▸ Documentfragment:
ECLI:NL:RBNHO:2020:4894

Rechtbank Noord-Holland

Datum uitspraak
3 juli 2020
Publicatiedatum
2 juli 2020
Zaaknummer
AWB - 20 _ 3141
Instantie
Rechtbank Noord-Holland
Type
Uitspraak
Rechtsgebied
Bestuursrecht
Procedures
  • Voorlopige voorziening
Rechters
  • J.M. Janse van Mantgem
Vindplaatsen
  • Rechtspraak.nl
AI samenvatting door LexboostAutomatisch gegenereerd

Voorlopige voorziening in verband met afwijzing verzoek om tijdelijke urgentieverklaring wegens gebreken aan huurwoning

Op 3 juli 2020 heeft de voorzieningenrechter van de Rechtbank Noord-Holland uitspraak gedaan in een zaak waarin verzoekster, woonachtig met haar drie jonge kinderen in een huurwoning, een voorlopige voorziening vroeg na de afwijzing van haar aanvraag voor een tijdelijke urgentieverklaring door het college van burgemeester en wethouders van de gemeente Haarlemmermeer. De aanvraag was afgewezen op 14 mei 2020, waarna verzoekster bezwaar maakte en de voorzieningenrechter vroeg om een voorlopige maatregel. Verzoekster stelde dat haar woning door groot achterstallig onderhoud niet langer leefbaar was, met vochtproblemen en schimmel als gevolg. Ondanks herhaalde reparatieverzoeken aan de woningbouwvereniging, werd er geen actie ondernomen. De voorzieningenrechter oordeelde echter dat er geen sprake was van een onhoudbare situatie die een spoedeisend belang rechtvaardigde voor het treffen van een voorlopige voorziening. De voorzieningenrechter concludeerde dat er al werkzaamheden waren verricht en dat er nog verdere reparaties in het verschiet lagen, waardoor het verzoek om voorlopige voorziening werd afgewezen. Er werd geen proceskostenveroordeling opgelegd, en tegen de uitspraak stond geen rechtsmiddel open.

▸ Records voor aanwijzen en labelen:
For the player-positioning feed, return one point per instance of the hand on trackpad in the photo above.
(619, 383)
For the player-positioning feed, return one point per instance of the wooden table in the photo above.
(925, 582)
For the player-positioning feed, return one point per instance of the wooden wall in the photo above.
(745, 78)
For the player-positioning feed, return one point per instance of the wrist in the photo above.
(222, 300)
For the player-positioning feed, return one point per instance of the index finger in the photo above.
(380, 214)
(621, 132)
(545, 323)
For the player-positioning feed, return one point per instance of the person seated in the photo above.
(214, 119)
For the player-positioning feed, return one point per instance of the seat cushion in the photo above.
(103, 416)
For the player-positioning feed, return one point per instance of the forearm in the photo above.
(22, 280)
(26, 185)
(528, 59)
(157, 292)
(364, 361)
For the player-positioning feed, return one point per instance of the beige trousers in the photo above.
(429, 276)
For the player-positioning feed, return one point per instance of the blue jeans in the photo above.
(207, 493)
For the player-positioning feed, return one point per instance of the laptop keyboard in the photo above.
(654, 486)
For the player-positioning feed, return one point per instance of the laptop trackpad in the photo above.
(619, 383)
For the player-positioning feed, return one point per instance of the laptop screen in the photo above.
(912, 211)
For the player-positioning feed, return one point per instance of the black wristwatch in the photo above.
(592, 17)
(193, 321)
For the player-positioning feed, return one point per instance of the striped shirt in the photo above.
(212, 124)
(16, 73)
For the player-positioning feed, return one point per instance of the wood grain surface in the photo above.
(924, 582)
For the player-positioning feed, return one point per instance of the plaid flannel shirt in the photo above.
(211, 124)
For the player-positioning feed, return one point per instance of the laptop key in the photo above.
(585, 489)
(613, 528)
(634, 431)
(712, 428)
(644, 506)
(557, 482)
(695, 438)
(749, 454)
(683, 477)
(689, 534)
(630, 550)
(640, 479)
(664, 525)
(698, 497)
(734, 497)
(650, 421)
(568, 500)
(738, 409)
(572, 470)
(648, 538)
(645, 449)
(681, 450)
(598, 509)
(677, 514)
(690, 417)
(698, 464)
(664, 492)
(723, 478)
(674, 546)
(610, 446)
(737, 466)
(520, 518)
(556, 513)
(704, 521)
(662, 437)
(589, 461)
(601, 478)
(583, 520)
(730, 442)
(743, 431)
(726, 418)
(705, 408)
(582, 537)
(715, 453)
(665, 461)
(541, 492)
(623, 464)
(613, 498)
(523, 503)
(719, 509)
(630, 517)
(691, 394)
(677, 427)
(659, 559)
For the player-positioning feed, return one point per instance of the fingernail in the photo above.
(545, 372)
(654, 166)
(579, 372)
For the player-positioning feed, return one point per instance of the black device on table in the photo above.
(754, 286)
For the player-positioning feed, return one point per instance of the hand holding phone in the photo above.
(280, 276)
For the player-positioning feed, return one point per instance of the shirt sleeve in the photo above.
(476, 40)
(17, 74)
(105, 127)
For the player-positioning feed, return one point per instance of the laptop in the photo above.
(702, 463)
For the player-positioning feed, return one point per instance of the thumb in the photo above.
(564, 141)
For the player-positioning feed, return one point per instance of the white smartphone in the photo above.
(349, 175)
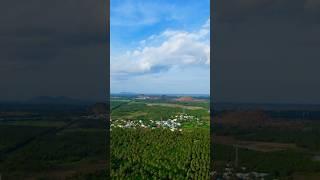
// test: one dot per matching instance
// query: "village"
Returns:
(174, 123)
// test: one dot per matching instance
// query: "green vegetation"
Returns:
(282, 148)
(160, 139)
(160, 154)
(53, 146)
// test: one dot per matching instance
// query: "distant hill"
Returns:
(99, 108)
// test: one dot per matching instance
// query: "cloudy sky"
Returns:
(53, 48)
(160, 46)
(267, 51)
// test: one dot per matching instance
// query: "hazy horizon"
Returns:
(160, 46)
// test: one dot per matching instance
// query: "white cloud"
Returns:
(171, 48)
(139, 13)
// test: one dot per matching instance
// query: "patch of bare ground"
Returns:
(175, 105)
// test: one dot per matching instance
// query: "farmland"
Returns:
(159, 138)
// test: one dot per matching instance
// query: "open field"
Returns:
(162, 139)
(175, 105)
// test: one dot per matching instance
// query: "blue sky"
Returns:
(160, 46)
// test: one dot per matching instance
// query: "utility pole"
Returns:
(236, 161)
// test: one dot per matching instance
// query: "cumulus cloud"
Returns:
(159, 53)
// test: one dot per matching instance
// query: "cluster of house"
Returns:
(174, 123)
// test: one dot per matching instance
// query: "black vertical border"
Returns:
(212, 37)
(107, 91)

---

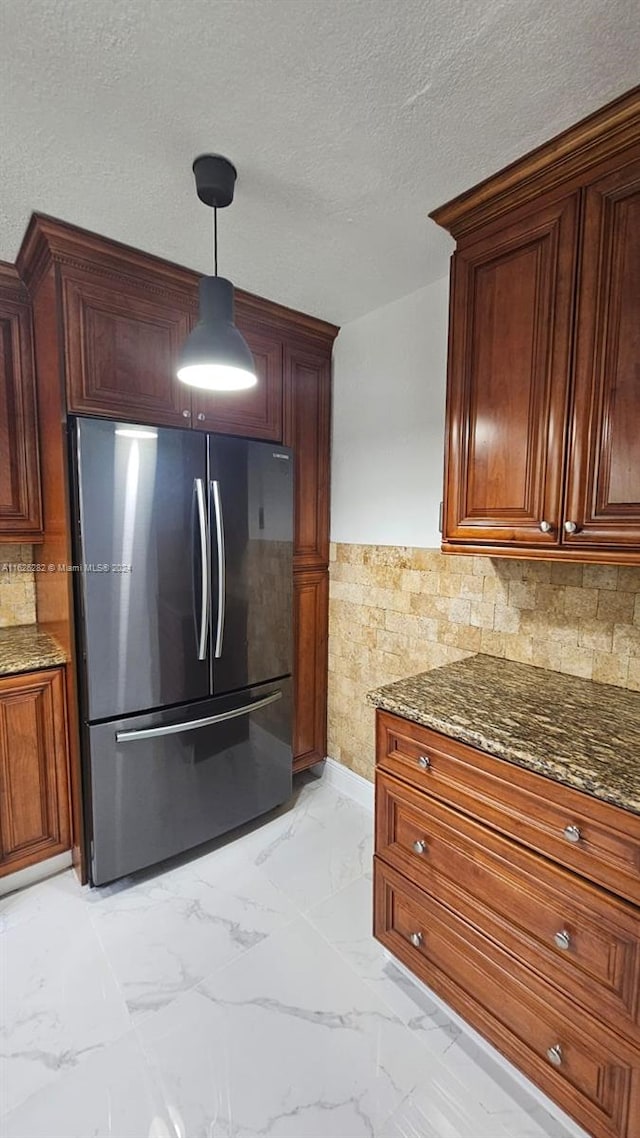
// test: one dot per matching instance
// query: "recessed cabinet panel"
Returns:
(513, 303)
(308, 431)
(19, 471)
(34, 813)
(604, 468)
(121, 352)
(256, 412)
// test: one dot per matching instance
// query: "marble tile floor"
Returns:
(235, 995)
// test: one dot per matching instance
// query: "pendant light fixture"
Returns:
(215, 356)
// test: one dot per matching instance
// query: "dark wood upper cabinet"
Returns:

▸ Opdrachten:
1. Kloppen de volgende uitspraken volgens het documentfragment? Geef per uitspraak ja of nee, met de doorslaggevende woorden letterlijk geciteerd.
(a) De aanvraag werd op 14 mei 2020 afgewezen.
(b) Verzoekster woont met vier kinderen in de huurwoning.
(c) Er werd een proceskostenveroordeling opgelegd.
2. Welke verschillende datums staan in het documentfragment?
3. Beantwoord aan de hand van het documentfragment:
(a) Welke rechter wordt vermeld?
(b) Welke gevolgen van het achterstallig onderhoud noemde verzoekster?
(c) Door wie werd de aanvraag voor een tijdelijke urgentieverklaring afgewezen?

▸ Antwoorden per opdracht:
1.
(a) Ja: "De aanvraag was afgewezen op 14 mei 2020"
(b) Nee: "woonachtig met haar drie jonge kinderen in een huurwoning"
(c) Nee: "Er werd geen proceskostenveroordeling opgelegd"

2. 3 juli 2020, 2 juli 2020, 14 mei 2020

3.
(a) J.M. Janse van Mantgem
(b) Vochtproblemen en schimmel
(c) Door het college van burgemeester en wethouders van de gemeente Haarlemmermeer